But what about the hookup site? Are all marriages in danger?

My opinion is that this hook up site for married people is likely going to attract sex addicts. There are both male and female sex addicts and some of them are people who you would least expect to be a sex addict. So, if you suspect your spouse may be a sex addict or simply having a midlife crisis, it is important to know that such sites are online and have millions of members in your area.

Midlife Crisis and Infidelity

What Can You Do?

This article was NOT written with the goal of giving you a panic attack. I believe in the phrase being forewarned is forearmed. I believe information is key to survival. We must be aware of all the outlets and occasions that open a door to infidelity.

As I have said many times, a person chooses to have an affair. You could be the best spouse on the planet and your spouse could still have an affair. No one is exempt from being married to someone who may stray one day.

→ Exercise requirements: In the text on infidelity, who does the writer think the hookup site for married people is likely to attract?

→ Excerpted data:

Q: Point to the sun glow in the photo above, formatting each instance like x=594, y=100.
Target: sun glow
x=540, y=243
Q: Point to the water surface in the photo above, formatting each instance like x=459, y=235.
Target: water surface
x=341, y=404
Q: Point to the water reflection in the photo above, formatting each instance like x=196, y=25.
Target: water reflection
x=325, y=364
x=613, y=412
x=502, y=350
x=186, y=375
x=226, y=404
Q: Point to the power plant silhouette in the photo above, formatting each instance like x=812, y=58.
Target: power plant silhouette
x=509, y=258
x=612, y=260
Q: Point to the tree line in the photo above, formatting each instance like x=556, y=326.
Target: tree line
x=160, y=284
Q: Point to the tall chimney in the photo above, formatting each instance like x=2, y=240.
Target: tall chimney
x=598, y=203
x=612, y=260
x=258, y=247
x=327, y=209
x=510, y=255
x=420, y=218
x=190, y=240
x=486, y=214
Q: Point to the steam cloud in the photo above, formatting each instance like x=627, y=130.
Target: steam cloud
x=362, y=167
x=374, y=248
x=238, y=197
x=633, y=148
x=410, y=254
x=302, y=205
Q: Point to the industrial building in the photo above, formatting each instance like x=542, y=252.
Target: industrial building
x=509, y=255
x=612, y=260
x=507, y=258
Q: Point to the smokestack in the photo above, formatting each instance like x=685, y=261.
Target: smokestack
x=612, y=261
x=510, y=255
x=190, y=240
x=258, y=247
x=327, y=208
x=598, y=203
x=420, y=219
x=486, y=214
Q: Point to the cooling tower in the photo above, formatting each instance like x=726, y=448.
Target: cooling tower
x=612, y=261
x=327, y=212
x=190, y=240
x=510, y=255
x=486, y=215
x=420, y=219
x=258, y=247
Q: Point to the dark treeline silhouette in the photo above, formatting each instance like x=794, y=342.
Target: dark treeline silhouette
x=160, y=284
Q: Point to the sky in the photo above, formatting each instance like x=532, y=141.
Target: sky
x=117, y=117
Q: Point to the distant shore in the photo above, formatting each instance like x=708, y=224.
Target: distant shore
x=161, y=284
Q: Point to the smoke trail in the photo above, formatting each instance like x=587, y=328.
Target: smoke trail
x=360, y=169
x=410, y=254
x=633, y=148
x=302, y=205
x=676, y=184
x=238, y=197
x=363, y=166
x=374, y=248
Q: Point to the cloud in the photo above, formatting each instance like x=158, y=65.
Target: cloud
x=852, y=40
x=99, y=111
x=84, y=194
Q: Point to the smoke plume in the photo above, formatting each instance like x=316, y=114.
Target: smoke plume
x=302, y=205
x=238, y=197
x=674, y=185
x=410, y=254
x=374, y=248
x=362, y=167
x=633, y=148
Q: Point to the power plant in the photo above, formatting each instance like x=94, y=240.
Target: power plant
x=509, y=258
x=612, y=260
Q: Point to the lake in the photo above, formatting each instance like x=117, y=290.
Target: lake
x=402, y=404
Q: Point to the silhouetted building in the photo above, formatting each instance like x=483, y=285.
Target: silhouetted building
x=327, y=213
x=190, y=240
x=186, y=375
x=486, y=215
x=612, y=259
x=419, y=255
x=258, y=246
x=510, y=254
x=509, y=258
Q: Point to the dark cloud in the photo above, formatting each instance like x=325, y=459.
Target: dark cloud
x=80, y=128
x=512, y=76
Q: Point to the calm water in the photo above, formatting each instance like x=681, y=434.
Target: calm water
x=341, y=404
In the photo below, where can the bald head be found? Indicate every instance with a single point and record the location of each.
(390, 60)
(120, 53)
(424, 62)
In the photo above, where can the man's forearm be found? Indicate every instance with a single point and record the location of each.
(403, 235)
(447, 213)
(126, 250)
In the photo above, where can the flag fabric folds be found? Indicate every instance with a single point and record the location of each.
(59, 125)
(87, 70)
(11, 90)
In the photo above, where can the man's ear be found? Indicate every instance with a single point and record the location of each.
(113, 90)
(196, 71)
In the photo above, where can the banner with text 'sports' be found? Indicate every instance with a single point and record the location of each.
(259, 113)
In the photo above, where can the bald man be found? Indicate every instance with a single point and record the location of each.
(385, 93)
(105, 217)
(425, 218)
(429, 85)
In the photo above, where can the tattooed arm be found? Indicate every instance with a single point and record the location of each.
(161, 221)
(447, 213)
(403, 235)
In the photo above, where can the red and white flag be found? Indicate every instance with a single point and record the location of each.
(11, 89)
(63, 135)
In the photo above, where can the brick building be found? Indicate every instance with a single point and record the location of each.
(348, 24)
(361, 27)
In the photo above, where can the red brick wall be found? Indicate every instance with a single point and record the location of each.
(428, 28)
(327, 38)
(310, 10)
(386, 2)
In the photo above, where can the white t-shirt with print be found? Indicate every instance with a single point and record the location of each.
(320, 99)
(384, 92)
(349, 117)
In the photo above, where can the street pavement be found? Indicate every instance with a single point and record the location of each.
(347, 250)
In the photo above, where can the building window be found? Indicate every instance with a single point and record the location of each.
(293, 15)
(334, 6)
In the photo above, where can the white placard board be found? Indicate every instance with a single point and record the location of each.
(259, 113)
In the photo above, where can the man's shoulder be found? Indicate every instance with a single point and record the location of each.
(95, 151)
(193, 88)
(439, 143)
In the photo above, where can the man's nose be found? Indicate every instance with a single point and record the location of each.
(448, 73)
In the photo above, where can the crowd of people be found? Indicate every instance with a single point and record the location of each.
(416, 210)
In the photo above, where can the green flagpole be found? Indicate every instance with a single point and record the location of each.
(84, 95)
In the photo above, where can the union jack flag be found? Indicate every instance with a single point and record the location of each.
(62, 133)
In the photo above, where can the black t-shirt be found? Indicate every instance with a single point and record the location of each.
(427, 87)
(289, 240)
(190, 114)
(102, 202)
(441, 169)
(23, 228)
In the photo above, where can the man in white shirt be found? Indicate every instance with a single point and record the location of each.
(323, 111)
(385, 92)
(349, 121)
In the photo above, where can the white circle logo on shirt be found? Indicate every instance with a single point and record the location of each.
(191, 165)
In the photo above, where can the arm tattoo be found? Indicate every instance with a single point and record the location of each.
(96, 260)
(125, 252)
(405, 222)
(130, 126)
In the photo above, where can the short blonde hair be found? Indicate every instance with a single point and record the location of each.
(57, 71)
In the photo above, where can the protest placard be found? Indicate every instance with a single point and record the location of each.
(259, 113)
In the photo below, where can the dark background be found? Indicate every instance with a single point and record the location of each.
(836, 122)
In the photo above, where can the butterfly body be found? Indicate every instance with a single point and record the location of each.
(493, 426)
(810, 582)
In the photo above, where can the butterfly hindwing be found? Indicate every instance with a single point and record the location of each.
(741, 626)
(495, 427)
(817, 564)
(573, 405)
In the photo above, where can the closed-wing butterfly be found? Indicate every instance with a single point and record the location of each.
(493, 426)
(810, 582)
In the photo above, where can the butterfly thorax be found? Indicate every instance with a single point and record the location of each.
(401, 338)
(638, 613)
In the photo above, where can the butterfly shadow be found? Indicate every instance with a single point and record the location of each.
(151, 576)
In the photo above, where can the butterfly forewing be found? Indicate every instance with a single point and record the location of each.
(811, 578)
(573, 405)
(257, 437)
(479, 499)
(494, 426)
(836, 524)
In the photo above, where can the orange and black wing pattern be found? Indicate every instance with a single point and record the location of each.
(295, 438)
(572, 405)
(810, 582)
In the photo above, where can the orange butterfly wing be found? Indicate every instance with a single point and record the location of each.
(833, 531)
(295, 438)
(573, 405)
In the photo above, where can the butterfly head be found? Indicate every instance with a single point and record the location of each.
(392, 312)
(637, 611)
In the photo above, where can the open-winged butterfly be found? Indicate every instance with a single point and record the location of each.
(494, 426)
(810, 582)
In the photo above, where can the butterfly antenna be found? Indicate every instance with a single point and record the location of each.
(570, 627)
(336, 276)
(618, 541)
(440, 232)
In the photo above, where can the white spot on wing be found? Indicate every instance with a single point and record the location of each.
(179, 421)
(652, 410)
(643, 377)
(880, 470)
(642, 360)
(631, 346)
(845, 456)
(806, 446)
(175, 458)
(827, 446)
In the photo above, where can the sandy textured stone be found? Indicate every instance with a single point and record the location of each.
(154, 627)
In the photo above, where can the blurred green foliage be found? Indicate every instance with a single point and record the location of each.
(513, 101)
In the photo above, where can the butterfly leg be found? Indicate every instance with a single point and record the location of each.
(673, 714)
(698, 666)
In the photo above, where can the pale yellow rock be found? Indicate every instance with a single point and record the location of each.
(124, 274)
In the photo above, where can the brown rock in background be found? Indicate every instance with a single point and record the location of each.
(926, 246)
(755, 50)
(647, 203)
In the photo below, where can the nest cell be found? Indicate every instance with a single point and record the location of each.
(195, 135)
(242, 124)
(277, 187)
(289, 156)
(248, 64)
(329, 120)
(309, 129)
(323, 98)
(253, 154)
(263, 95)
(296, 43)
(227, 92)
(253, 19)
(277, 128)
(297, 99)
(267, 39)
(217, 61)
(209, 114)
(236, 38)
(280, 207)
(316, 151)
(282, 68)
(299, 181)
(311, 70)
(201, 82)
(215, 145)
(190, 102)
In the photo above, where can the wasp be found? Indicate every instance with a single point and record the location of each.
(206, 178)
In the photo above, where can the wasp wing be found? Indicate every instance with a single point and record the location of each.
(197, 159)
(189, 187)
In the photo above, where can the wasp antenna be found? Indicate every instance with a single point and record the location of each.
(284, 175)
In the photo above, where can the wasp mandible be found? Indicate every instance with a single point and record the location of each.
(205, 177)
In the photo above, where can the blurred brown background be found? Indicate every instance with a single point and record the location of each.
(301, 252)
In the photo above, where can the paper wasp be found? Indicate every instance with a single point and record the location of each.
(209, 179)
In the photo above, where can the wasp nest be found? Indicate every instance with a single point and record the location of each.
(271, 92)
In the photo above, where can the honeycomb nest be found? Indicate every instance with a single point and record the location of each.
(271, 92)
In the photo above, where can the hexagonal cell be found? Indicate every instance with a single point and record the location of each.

→ Response below: Sex addicts.